== Records to process

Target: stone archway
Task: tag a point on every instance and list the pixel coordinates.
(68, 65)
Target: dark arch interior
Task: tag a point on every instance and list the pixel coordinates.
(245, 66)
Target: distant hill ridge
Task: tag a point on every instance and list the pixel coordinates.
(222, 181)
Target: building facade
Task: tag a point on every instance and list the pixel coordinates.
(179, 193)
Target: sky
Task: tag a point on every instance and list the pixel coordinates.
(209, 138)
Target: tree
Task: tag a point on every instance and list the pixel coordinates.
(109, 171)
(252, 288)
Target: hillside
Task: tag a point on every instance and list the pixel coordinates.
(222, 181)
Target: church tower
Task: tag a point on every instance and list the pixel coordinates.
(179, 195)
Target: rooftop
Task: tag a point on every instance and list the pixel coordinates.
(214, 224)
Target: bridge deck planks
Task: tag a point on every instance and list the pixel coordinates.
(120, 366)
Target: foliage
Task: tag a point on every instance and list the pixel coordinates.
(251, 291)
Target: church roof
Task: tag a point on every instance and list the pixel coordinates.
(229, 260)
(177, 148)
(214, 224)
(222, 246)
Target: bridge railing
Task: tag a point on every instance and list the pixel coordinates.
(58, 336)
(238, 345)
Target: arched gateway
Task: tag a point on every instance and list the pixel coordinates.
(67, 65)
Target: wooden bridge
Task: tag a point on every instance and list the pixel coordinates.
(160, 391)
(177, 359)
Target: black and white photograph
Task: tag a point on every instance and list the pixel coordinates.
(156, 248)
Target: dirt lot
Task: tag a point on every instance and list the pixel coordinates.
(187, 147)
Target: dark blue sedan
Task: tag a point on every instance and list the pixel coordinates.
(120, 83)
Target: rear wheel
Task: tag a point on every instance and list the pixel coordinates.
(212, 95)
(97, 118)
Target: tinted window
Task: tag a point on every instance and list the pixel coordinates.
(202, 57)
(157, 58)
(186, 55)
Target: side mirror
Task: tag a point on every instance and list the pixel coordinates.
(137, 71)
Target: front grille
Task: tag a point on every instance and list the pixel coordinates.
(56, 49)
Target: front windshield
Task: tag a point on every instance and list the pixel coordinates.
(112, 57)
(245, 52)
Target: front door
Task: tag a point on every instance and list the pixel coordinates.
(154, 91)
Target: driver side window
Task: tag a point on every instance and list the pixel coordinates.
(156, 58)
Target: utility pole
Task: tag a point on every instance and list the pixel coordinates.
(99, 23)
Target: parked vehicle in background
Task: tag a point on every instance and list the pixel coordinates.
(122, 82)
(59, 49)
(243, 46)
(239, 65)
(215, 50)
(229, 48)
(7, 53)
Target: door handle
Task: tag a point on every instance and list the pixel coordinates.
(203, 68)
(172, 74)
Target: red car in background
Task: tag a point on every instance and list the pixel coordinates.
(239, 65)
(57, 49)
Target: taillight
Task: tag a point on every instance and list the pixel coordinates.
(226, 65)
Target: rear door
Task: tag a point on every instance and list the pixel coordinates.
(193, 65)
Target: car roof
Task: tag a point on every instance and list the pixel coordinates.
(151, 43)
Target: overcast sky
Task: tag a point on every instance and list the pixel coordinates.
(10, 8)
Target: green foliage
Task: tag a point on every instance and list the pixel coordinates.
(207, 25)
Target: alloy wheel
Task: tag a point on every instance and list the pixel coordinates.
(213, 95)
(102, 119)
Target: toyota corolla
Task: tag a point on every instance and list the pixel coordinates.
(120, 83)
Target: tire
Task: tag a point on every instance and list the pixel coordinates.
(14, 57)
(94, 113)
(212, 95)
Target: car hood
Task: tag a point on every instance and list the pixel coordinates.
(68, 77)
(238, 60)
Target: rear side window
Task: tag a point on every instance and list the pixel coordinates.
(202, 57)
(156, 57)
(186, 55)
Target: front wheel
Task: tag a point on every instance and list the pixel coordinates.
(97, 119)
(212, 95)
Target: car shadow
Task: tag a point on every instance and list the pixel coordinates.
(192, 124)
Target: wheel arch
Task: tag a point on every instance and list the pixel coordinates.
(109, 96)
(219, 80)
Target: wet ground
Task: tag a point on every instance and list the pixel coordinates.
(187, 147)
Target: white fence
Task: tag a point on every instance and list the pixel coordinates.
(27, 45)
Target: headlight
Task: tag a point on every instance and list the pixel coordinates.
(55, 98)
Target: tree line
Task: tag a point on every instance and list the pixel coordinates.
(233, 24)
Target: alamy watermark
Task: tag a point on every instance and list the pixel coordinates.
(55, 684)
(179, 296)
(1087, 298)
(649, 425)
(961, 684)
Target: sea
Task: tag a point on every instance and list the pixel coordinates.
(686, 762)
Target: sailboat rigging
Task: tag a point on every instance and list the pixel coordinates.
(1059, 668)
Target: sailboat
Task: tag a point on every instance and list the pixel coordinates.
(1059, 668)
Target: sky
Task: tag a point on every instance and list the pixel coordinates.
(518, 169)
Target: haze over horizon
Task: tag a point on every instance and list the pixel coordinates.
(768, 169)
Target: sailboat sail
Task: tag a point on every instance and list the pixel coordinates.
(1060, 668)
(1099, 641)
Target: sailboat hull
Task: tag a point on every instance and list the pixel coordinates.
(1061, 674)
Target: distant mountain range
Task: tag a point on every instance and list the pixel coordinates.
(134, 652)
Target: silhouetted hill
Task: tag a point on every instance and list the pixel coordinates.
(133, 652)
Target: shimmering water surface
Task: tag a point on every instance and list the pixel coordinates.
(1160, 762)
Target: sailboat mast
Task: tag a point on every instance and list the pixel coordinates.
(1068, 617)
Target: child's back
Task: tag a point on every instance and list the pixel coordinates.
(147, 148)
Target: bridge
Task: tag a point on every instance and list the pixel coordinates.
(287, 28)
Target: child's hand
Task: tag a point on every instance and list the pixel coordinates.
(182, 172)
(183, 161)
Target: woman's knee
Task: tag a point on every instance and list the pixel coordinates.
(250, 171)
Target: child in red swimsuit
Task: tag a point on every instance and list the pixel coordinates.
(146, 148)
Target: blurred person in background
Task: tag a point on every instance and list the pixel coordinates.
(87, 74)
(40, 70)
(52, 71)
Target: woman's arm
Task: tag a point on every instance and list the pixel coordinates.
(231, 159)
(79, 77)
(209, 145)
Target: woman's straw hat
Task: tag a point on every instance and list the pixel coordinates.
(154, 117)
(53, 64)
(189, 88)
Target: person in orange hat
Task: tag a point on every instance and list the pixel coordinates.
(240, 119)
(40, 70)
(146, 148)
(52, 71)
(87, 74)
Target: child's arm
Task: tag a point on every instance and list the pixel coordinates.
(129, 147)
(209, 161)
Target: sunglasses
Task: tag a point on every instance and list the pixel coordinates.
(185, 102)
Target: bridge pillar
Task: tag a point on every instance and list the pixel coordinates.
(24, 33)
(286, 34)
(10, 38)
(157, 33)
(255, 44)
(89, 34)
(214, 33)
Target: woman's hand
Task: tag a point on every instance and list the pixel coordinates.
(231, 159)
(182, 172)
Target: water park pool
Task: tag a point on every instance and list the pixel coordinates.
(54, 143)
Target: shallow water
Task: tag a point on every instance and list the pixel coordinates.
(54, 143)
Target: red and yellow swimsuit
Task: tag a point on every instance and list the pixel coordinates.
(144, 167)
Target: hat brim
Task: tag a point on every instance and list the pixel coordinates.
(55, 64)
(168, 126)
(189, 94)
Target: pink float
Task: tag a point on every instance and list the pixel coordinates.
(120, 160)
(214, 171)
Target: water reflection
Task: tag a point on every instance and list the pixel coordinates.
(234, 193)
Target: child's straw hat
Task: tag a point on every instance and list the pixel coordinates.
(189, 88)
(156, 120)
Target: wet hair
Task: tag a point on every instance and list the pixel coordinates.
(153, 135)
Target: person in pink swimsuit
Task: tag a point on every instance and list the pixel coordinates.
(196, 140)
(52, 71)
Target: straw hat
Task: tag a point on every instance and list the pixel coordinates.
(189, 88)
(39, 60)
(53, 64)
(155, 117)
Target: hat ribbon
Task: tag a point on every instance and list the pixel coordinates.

====

Problem statement: Write out the lines above, starting at the line that contains "Target: person in pink swimsuit" and ending with the final line, and nothing else; copy them exactly.

Finished exercise:
Target: person in pink swimsuit
Task: tag a point on every instance and list the pixel coordinates.
(196, 140)
(52, 71)
Target: straw hat
Task: tag a point on every instance and list the pixel coordinates.
(189, 88)
(39, 60)
(53, 64)
(155, 117)
Target: hat ribbon
Task: tag a point on every instance and list the pixel coordinates.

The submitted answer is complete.